— Start —
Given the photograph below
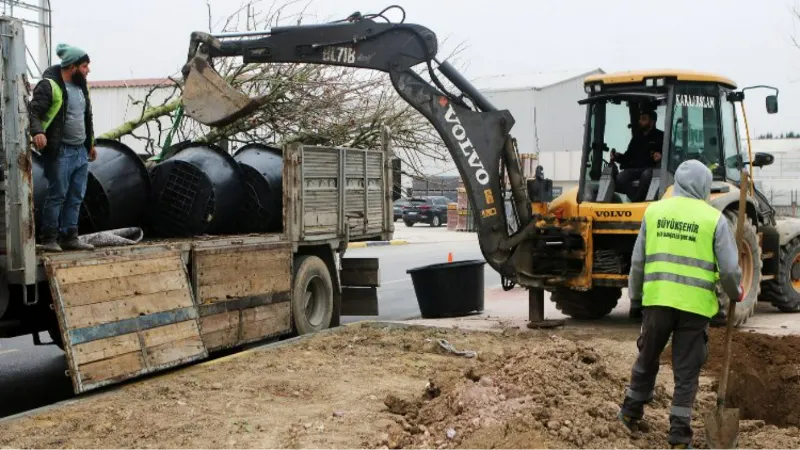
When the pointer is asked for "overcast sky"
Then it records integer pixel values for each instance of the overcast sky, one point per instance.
(747, 40)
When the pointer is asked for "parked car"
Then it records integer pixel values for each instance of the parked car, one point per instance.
(431, 210)
(399, 206)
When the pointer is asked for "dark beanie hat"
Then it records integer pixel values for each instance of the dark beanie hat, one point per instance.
(71, 55)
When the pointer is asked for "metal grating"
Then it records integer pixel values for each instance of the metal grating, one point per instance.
(183, 182)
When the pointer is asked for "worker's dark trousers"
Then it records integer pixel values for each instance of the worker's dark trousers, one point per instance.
(689, 352)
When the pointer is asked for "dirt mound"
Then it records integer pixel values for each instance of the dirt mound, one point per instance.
(765, 375)
(561, 395)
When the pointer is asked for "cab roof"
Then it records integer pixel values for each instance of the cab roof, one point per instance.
(639, 77)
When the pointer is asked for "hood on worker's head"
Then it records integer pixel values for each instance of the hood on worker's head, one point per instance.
(693, 180)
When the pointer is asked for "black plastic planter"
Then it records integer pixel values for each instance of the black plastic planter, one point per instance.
(450, 289)
(262, 167)
(199, 190)
(117, 190)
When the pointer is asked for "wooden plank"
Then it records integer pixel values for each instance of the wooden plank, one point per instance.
(126, 308)
(170, 333)
(359, 301)
(106, 348)
(82, 274)
(124, 316)
(91, 292)
(117, 367)
(176, 351)
(219, 322)
(221, 339)
(266, 321)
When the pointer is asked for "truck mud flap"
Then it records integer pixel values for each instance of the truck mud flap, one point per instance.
(124, 313)
(243, 292)
(360, 279)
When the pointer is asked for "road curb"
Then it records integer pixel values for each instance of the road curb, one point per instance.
(377, 243)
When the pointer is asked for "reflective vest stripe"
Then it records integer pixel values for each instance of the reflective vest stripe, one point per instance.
(680, 268)
(685, 260)
(681, 279)
(58, 100)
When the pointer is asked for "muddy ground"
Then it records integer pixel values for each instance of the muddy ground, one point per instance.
(369, 388)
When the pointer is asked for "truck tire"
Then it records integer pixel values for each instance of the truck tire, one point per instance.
(751, 276)
(593, 304)
(312, 295)
(55, 336)
(784, 291)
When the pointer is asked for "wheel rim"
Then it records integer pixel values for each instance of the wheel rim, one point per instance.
(746, 263)
(795, 273)
(313, 301)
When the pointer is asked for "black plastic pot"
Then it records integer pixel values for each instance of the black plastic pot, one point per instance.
(199, 190)
(449, 289)
(117, 189)
(262, 167)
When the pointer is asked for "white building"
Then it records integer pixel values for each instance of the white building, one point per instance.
(544, 105)
(115, 102)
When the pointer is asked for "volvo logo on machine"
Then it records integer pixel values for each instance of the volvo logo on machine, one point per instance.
(613, 214)
(471, 155)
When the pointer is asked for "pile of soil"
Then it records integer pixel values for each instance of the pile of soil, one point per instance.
(385, 389)
(765, 375)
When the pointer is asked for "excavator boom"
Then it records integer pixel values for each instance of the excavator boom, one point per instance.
(477, 137)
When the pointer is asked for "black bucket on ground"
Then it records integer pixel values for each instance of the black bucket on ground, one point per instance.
(451, 289)
(117, 189)
(199, 190)
(262, 167)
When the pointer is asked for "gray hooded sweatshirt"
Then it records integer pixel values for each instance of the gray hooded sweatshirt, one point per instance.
(693, 180)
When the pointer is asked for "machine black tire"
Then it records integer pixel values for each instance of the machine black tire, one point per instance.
(746, 308)
(595, 303)
(312, 285)
(780, 291)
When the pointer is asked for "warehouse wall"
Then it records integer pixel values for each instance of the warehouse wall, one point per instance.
(520, 103)
(559, 118)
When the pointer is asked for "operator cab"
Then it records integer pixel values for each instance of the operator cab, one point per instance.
(642, 125)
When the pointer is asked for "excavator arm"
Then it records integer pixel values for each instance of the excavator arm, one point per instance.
(477, 137)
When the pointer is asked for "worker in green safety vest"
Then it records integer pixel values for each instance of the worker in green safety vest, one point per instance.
(684, 246)
(61, 130)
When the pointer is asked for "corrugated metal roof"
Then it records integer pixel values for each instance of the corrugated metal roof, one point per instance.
(133, 82)
(530, 80)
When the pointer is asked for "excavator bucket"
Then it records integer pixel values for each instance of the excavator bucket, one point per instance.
(208, 99)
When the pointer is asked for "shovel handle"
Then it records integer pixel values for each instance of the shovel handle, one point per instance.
(726, 362)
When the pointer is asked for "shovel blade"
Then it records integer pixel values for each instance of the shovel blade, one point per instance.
(722, 428)
(208, 99)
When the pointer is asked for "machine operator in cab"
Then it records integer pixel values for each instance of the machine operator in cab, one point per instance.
(642, 156)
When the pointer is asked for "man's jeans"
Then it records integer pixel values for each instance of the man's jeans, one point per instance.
(67, 175)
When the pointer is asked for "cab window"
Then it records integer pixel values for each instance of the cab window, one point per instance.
(730, 140)
(695, 128)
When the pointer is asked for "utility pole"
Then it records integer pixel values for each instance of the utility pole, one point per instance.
(45, 35)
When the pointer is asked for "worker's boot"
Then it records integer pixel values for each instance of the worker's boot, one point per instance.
(49, 241)
(629, 422)
(70, 241)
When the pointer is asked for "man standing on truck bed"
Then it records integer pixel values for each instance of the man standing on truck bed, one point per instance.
(682, 243)
(61, 126)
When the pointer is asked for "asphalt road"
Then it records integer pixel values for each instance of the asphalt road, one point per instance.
(31, 376)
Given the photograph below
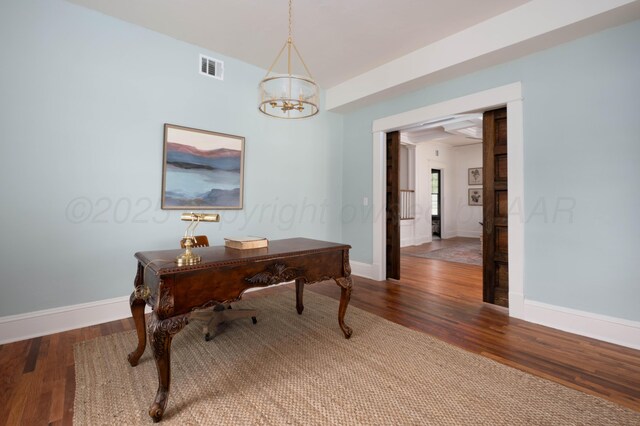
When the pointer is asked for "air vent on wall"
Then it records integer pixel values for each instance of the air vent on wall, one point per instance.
(211, 67)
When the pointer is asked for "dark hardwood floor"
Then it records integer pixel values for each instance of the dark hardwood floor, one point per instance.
(436, 297)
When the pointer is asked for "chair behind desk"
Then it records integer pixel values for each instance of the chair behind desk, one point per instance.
(221, 313)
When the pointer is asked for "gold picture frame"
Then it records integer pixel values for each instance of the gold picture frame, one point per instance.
(202, 170)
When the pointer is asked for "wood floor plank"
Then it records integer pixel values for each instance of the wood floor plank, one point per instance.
(443, 299)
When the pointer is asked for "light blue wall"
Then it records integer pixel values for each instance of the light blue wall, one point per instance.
(581, 146)
(83, 100)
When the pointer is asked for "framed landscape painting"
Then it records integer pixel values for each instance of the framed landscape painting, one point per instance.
(475, 176)
(475, 196)
(201, 169)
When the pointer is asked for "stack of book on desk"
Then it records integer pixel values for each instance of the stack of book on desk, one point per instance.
(245, 243)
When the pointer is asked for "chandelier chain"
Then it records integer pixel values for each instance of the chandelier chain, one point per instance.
(290, 18)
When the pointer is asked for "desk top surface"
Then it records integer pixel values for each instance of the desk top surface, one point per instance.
(163, 261)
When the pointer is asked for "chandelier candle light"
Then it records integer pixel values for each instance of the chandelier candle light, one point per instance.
(288, 95)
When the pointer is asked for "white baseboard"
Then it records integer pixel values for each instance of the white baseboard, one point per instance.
(468, 234)
(610, 329)
(40, 323)
(366, 270)
(56, 320)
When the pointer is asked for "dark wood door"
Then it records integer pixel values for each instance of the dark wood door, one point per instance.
(393, 205)
(495, 208)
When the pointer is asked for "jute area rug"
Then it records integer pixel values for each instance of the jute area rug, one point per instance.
(300, 370)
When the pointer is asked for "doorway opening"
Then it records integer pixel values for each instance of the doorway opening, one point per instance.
(436, 203)
(511, 96)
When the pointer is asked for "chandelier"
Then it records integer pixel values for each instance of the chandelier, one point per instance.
(288, 95)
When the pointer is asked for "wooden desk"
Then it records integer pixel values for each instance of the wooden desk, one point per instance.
(222, 276)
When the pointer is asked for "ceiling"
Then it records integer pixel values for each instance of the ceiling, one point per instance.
(455, 130)
(338, 39)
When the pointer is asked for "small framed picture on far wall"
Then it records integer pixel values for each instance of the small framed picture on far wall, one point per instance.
(475, 176)
(475, 196)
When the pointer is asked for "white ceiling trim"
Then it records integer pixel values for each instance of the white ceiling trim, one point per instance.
(495, 40)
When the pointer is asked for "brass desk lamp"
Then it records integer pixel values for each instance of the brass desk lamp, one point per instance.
(188, 257)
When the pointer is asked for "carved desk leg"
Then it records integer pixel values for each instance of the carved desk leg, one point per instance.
(137, 304)
(160, 334)
(299, 292)
(345, 284)
(137, 312)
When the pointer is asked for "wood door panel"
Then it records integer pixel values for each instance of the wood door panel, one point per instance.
(501, 168)
(495, 281)
(502, 205)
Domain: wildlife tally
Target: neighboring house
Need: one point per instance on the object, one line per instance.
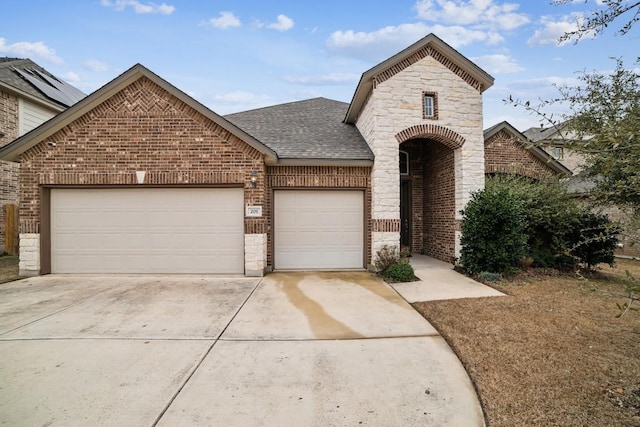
(29, 96)
(138, 177)
(555, 140)
(507, 151)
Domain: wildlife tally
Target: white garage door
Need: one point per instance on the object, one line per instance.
(316, 229)
(151, 230)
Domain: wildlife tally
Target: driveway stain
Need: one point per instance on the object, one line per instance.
(323, 325)
(368, 282)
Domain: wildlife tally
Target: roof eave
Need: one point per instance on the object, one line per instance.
(537, 151)
(13, 150)
(322, 162)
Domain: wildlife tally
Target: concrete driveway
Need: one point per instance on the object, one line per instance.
(308, 349)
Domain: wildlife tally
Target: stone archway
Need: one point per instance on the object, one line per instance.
(428, 191)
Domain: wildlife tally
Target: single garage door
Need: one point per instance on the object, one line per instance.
(150, 230)
(316, 229)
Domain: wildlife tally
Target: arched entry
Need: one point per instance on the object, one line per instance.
(428, 190)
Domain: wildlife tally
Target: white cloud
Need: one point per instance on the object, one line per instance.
(552, 30)
(377, 45)
(140, 8)
(480, 13)
(283, 23)
(71, 77)
(95, 65)
(238, 101)
(225, 20)
(32, 50)
(498, 64)
(325, 80)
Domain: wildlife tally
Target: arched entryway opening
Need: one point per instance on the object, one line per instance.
(428, 192)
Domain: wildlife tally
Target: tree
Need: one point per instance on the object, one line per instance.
(600, 19)
(603, 126)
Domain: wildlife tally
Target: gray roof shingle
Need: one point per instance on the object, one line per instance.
(310, 129)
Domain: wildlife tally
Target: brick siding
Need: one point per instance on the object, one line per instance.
(504, 154)
(432, 176)
(8, 170)
(142, 127)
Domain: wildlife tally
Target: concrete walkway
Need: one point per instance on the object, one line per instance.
(303, 349)
(439, 281)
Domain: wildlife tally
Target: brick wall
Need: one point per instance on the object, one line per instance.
(318, 177)
(504, 154)
(8, 170)
(142, 127)
(432, 175)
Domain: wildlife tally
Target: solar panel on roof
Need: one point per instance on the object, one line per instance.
(53, 89)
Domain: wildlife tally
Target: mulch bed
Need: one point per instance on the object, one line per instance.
(552, 352)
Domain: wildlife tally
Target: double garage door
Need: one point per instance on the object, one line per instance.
(147, 230)
(199, 230)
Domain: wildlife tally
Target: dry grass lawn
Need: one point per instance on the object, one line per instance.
(552, 352)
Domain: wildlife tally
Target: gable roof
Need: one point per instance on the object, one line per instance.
(403, 59)
(540, 153)
(27, 79)
(307, 131)
(537, 134)
(35, 136)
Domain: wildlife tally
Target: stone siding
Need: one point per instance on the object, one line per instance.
(395, 105)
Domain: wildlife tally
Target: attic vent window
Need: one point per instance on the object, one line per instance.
(404, 163)
(429, 105)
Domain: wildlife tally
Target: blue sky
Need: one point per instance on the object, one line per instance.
(238, 55)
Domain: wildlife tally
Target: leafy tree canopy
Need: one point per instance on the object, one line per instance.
(600, 19)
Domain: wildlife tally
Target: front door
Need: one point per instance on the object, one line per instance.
(405, 213)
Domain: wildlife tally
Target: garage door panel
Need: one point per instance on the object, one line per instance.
(147, 230)
(318, 229)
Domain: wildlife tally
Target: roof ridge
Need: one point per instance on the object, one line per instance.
(284, 104)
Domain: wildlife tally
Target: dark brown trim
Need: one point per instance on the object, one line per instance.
(434, 96)
(406, 213)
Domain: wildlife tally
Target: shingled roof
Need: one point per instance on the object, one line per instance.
(29, 79)
(308, 130)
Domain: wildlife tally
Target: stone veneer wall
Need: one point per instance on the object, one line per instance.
(504, 154)
(9, 109)
(142, 127)
(318, 177)
(394, 105)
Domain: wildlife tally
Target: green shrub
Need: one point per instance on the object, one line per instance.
(493, 232)
(487, 276)
(593, 239)
(401, 272)
(385, 258)
(549, 214)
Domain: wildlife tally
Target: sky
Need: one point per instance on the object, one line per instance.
(236, 55)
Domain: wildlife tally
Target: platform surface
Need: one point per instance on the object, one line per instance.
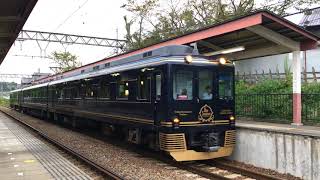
(312, 131)
(23, 156)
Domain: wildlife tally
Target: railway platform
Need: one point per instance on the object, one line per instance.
(24, 156)
(280, 147)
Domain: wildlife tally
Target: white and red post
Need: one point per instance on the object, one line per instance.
(297, 106)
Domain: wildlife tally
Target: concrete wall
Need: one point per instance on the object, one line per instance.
(286, 153)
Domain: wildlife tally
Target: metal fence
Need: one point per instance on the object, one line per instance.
(277, 107)
(311, 109)
(265, 107)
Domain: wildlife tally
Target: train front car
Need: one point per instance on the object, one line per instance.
(201, 123)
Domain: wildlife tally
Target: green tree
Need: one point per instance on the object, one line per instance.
(65, 61)
(154, 20)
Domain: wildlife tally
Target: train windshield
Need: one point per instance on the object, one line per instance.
(226, 85)
(205, 84)
(182, 85)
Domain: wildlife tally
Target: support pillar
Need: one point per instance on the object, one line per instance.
(297, 106)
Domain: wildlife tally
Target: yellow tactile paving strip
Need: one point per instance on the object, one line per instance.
(16, 162)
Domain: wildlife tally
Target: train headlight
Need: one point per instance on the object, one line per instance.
(188, 59)
(222, 60)
(176, 121)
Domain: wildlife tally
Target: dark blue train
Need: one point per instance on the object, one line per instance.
(167, 99)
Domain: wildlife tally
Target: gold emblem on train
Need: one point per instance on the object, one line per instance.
(206, 114)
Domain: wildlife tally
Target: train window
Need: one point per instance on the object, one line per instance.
(90, 92)
(226, 85)
(158, 86)
(205, 85)
(182, 85)
(123, 90)
(144, 88)
(104, 91)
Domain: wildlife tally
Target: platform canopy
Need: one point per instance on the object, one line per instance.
(261, 33)
(13, 15)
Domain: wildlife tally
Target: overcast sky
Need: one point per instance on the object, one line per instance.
(100, 18)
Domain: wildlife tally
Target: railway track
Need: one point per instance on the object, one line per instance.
(105, 173)
(211, 169)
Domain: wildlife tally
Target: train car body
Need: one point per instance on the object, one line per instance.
(180, 104)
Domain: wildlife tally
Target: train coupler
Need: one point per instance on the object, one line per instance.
(211, 142)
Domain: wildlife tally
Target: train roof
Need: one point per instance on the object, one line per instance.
(151, 58)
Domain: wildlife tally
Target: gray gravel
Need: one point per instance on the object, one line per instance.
(123, 162)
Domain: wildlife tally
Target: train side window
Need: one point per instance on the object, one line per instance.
(104, 90)
(182, 85)
(158, 86)
(123, 90)
(144, 88)
(226, 85)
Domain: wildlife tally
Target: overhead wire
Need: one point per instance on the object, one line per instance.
(71, 15)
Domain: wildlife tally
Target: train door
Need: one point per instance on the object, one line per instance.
(206, 91)
(158, 98)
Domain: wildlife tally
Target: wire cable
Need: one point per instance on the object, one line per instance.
(70, 15)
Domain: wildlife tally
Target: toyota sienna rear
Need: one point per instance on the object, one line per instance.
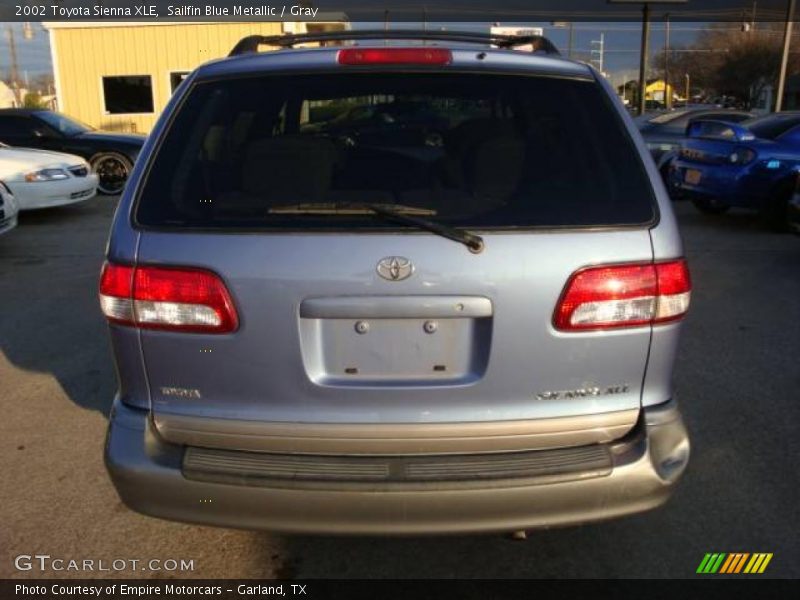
(395, 289)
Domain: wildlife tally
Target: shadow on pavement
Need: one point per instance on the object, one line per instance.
(50, 321)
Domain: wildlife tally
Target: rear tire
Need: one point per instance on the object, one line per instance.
(709, 206)
(113, 170)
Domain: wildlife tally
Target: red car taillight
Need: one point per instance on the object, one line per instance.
(630, 295)
(190, 300)
(394, 56)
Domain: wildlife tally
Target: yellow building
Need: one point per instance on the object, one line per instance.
(119, 75)
(654, 90)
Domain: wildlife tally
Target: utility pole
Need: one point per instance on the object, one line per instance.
(601, 48)
(667, 92)
(643, 51)
(569, 48)
(14, 71)
(787, 38)
(687, 89)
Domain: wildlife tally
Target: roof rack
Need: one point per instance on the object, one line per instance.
(251, 43)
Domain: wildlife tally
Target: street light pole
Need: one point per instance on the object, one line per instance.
(787, 38)
(644, 50)
(667, 93)
(687, 89)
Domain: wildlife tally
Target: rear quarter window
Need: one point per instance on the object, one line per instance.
(478, 151)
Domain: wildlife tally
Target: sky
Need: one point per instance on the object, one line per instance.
(621, 48)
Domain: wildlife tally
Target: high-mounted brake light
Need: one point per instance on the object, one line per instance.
(394, 56)
(629, 295)
(190, 300)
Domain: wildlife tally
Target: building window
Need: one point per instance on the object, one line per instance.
(128, 94)
(175, 79)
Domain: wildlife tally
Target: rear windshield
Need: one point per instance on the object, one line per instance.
(485, 151)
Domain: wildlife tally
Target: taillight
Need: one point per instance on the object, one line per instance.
(741, 156)
(629, 295)
(394, 56)
(190, 300)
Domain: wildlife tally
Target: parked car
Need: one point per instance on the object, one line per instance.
(111, 155)
(40, 179)
(663, 132)
(793, 208)
(8, 209)
(312, 336)
(748, 165)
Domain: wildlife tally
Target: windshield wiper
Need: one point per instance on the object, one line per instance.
(391, 212)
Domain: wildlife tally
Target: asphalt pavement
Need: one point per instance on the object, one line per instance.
(737, 378)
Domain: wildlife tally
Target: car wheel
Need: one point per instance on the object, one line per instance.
(709, 206)
(112, 171)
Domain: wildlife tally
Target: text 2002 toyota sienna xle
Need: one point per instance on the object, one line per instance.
(394, 289)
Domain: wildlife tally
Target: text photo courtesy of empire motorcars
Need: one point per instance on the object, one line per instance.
(363, 299)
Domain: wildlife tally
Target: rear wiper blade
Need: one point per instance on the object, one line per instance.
(409, 215)
(474, 243)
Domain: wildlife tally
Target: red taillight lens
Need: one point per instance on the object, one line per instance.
(394, 56)
(191, 300)
(615, 296)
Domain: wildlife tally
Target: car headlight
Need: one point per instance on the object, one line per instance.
(46, 175)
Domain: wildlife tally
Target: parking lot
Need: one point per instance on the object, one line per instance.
(737, 379)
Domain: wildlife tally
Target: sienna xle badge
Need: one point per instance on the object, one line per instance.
(394, 289)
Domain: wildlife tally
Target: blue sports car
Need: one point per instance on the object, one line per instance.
(752, 164)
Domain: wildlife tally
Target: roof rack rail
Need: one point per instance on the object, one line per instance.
(251, 43)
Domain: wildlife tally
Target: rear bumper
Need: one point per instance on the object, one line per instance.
(50, 194)
(642, 471)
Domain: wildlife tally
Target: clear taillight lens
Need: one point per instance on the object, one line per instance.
(189, 300)
(629, 295)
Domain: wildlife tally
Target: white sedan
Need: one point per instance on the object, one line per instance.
(8, 209)
(43, 179)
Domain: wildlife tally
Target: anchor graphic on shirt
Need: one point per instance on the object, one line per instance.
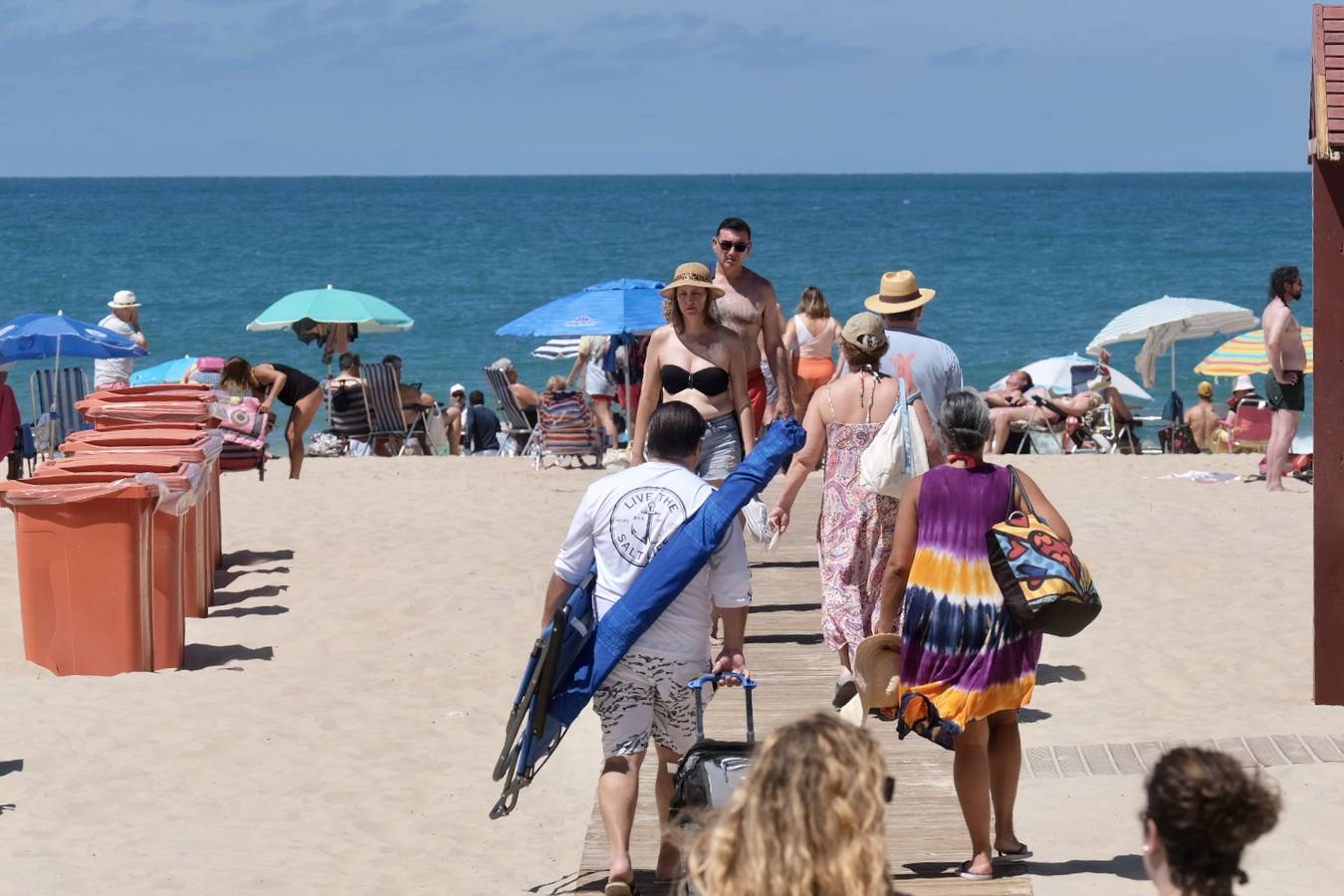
(648, 514)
— End —
### EXERCISE DESCRIPTION
State how many lines in the items above contain the word "white". Give only the number.

### CORRECT RESPONSE
10